SET EXERCISE =>
Can you pick up the profile of Captain J.C. Pace below from its last sentence and carry it further?

EXCERPTED TEXT =>
_ _ _ _ _

Captain Pace, Highway Patrol, at desk

Captain J.C. Pace wore many hats throughout his 93 years of life, from baseball player, to newspaper reporter, to Army soldier. But it was the hat he never saw himself wearing that he put on every day for 42 years, as a trooper with the South Carolina Highway Patrol.

Service to others — much like being a state trooper — was not something the late Captain Pace could turn on and off. It was always on, from serving his country in the Army during World War II, to serving his state as a state trooper for more than 40 years, to serving law enforcement through volunteer work in his retirement.

“I’ve always been a nut about jumping in and trying to do something for the community and people,” he said in a 1999 profile in The Times & Democrat.

Born in 1916 in Sumter County, Pace first worked as a bookkeeper for his father’s business, Orangeburg Ice and Fuel Company. However, he found his passion, and what he thought would be a career, in athletics, whether playing in a variety of sports, promoting sporting events, or writing about them for his hometown newspaper. It was while he was working at a bowling alley that he found a different career.

Pace’s friendship with four troopers who frequented the bowling alley led to him riding along with them on patrol and, eventually, applying to be a trooper in 1940. Becoming a law enforcement officer had never been a thought of Pace’s; at the time he applied for the patrol he also had fielded job offers from the Piedmont League in Asheville and even Connie Mack, longtime manager of the Philadelphia Athletics baseball team.

“He and I were really close,” said Pace’s nephew, Charles Maier. “When I was growing up and playing sports, he would always come out to practices if he could.”

In the end, Pace chose to wear the uniform of a state trooper and accepted an assignment in Laurens County. However, his new career of service was put on hold in 1942, when the federal government called on him to serve with the U.S. Army during World War II. During his time with the Army, Pace was a military police officer and special investigator, achieving the rank of Master Sergeant before being honorably discharged and returning home.

After returning from the war, Pace picked up where he left off patrolling the roadways of Laurens County. Over the next several years, he ascended the ranks of the Highway Patrol, landing supervisory positions in Aiken and Anderson counties before being promoted to First Sergeant in his home county of Orangeburg in 1958. Pace earned promotions to Lieutenant in 1966, and then to Captain of District 7 in 1973. Of course, one doesn’t make it that far in the Highway Patrol without being something of a disciplinarian.

_ _ _ _ _

DATA LINES =>
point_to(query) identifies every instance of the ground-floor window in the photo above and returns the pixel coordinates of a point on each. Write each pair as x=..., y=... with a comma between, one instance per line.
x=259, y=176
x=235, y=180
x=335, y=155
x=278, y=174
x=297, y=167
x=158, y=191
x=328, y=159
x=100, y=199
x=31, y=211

_ _ _ _ _

EXERCISE RESULT =>
“He expected everybody to run their job in a professional manner and to be fair with everybody. He expected his people to do the right thing,” said Phil Gulley, who joined the patrol in 1973 and was assigned to District 7 under Pace. “We did not always agree on things, but he was the captain, and that’s how it is.”

In illustrating his uncle’s integrity, Maier recalled being pulled over as a teenage driver by one of Pace’s troopers.

“Like a lot of kids, I drove like a bat out of hell everywhere I went,” he said. Having gotten out of a ticket once by dropping his uncle’s name, he again tried it.

“You wouldn’t happen to know my uncle, J.C. Pace, would you?” he asked the trooper, who responded: “Sure do. He’s my captain. Wouldn’t he be embarrassed to know you’re getting this ticket?”

When telling his uncle about it later, Pace told Maier, “Good. He did what he was supposed to do.”

Even toward the end of his time as a state trooper, Pace showed no signs of slowing down in his service to others. He supported and advocated for law enforcement as president of the South Carolina Law Enforcement Officers Association. During his time with SCLEOA, he conceived the idea for the South Carolina Law Enforcement Officers Association Student Scholarship Fund and also served as an associate chaplain. He volunteered for a number of other organizations, from the South Carolina Troopers Association and the Kiwanis Club of Orangeburg, to the Elks Lodge and the Fellowship of Christian Athletes.

In 1987, Governor Richard Riley awarded Pace the Order of the Palmetto, the highest honor that can be bestowed upon a civilian in South Carolina. Maier still has the plaque his uncle received with the award.

In a poetic turn, after Pace retired from the Highway Patrol, he returned to the craft that led him into law enforcement: Writing for The Times & Democrat. “A deputy’s tour of duty usually covers many working activities and long hours and not just ice cream or coffee breaks as some uninformed citizens think,” he wrote in a column after riding along with an Orangeburg County sheriff’s deputy. “Some people question as to whether there is much stress in law enforcement duties. Pity their lack of knowledge.”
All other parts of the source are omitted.